Reproduce word for word the line that contains "cyclist in blue" and every line after it to the end of the records, with nothing else added.

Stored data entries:
· · · · · · ·

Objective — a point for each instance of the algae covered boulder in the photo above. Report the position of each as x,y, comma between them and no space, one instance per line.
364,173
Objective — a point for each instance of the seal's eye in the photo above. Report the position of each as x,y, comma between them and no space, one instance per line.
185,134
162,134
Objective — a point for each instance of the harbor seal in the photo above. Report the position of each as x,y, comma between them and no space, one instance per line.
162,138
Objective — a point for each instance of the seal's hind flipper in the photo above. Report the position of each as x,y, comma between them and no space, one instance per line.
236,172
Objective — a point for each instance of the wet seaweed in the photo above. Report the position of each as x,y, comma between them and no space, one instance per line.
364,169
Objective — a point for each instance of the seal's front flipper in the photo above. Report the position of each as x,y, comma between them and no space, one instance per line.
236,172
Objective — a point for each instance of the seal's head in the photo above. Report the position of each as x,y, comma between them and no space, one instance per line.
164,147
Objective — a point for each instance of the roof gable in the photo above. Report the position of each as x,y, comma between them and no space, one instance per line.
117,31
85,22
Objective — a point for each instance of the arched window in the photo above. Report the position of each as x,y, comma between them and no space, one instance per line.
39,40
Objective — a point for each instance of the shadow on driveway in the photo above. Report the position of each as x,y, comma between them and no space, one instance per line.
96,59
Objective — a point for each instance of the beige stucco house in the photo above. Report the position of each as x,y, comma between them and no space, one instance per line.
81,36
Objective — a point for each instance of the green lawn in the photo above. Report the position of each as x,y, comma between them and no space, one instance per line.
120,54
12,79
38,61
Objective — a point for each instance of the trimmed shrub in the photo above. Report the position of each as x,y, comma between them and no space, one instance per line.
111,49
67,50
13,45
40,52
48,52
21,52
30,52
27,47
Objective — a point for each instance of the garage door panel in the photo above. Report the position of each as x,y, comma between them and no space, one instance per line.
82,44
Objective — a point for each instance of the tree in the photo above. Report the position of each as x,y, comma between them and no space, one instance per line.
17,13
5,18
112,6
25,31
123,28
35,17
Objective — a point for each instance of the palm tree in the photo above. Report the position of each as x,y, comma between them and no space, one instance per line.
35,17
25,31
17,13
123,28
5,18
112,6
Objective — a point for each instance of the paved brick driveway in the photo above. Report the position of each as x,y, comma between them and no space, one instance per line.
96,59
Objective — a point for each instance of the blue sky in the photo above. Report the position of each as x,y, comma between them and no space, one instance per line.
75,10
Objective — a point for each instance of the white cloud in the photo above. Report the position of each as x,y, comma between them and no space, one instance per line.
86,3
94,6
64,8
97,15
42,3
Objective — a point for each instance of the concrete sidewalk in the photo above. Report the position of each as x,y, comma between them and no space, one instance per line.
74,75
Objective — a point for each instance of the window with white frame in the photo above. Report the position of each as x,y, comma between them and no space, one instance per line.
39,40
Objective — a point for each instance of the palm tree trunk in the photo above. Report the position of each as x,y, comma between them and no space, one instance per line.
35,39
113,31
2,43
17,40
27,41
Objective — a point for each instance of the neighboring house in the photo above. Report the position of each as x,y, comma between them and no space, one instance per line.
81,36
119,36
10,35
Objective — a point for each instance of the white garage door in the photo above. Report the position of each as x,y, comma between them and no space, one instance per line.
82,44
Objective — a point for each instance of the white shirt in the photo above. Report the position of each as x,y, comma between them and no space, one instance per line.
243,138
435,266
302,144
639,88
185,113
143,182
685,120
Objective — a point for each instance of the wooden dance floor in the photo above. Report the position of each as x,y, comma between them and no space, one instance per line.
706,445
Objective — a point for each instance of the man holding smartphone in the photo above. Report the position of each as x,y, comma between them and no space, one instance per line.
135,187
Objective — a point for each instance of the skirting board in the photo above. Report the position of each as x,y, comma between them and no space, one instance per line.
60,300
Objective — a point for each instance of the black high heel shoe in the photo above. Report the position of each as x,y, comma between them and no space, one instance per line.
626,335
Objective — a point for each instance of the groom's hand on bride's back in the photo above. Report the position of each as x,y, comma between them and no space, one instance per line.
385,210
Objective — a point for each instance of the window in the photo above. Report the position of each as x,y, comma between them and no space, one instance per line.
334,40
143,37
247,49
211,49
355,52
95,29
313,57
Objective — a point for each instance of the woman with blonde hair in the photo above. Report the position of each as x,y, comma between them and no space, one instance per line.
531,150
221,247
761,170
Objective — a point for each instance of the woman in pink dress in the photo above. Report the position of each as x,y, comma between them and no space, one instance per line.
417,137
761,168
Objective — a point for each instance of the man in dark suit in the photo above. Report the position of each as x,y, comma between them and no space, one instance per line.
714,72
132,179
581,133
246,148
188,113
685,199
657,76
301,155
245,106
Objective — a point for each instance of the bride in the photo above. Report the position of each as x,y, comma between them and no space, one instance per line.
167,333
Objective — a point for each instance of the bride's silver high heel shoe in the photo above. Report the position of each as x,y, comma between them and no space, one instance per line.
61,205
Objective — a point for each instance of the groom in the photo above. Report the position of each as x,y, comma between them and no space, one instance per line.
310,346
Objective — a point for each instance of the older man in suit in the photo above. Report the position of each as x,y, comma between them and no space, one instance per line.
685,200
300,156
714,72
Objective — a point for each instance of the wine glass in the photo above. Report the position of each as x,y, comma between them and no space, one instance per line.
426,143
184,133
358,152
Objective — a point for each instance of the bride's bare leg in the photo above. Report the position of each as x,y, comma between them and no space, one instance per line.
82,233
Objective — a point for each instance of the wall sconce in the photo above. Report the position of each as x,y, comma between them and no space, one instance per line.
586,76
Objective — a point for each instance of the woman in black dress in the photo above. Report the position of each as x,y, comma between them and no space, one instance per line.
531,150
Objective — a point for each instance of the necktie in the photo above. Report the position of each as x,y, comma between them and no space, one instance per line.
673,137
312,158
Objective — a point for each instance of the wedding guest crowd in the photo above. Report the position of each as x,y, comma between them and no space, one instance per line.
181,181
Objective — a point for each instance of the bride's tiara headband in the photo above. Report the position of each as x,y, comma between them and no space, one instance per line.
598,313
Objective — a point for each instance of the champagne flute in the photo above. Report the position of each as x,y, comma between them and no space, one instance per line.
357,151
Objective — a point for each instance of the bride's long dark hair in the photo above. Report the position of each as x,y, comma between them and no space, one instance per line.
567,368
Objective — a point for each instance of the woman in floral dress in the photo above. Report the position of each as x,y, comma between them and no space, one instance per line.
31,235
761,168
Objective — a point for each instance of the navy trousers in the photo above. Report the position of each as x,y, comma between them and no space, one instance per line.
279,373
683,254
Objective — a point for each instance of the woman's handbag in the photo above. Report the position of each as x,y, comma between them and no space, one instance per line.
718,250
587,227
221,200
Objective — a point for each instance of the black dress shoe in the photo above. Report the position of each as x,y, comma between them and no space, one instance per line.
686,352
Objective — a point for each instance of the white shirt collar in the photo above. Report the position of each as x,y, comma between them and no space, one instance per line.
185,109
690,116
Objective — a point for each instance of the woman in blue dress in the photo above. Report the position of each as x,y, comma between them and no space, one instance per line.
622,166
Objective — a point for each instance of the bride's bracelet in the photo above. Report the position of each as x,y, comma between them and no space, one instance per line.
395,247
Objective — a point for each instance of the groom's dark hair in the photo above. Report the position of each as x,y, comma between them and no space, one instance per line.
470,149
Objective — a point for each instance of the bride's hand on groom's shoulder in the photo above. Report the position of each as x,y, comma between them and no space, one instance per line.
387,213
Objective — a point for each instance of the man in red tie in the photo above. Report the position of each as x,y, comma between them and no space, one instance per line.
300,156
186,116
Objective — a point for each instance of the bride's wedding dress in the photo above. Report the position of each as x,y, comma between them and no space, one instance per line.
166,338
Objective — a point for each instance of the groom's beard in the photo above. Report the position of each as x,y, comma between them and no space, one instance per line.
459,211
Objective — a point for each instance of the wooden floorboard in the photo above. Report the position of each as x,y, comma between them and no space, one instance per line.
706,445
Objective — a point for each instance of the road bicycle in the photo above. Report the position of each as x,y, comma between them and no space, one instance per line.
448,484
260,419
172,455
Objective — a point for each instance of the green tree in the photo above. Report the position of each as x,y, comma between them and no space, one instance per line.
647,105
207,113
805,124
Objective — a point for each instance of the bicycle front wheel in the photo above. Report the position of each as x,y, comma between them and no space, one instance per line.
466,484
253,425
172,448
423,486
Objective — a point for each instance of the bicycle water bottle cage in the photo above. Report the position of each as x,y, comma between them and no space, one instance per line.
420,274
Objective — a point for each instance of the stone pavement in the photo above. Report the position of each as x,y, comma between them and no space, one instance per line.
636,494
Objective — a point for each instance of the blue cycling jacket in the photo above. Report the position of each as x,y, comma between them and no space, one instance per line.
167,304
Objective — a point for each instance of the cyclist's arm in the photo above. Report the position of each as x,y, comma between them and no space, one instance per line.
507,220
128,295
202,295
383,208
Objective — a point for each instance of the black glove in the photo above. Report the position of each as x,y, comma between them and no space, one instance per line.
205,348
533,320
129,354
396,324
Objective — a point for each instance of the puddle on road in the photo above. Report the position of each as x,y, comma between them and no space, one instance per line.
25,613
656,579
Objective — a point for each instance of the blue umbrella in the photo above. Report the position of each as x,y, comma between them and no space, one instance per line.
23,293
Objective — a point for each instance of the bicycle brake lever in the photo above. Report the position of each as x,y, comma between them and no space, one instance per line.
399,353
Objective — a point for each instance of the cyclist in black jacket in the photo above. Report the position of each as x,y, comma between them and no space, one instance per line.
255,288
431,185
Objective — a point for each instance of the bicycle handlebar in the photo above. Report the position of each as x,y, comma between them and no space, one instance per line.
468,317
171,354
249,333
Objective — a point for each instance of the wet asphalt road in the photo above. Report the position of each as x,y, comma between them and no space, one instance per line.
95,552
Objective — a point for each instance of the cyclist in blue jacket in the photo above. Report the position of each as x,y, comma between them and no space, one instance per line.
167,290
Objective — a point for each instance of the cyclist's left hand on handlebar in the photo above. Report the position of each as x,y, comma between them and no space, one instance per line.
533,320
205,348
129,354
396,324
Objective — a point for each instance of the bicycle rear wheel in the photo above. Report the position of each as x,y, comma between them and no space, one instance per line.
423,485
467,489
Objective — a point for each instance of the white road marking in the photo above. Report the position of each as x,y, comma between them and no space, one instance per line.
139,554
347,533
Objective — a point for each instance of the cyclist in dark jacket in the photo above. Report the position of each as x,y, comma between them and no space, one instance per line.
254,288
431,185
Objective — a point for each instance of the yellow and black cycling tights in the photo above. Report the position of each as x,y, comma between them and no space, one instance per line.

· · · · · · ·

EXERCISE OUTPUT:
Objective — a point for each instance of the cyclist in blue jacket in the photo above. Report the position of each as x,y, comma between them and no space, one instance per line.
167,290
Objective — a point for each instance of the cyclist's left hand on handlebar in the photo above. Report the position of each as x,y, comma between them and no space, one instance per line.
533,320
205,348
129,354
396,324
Objective — a point for each instance of the bicycle rear wheel in the photo above. Report the position of each as x,y, comma between them and no space, one instance per line.
423,485
467,489
Objective — a point for each instance of the white road marking in the photo above. Report the position of each as x,y, comma between them and no space, one instance per line.
139,554
347,533
Objective — a point for each instance of the cyclist in dark jacket in the photo above. Report the position of each as x,y, comma between them and no space, one instance per line.
254,288
431,185
Objective — a point for each instance of the yellow and black cycling tights in the photo above. Report the position of each as x,y, comma between them and no space, one instance per line.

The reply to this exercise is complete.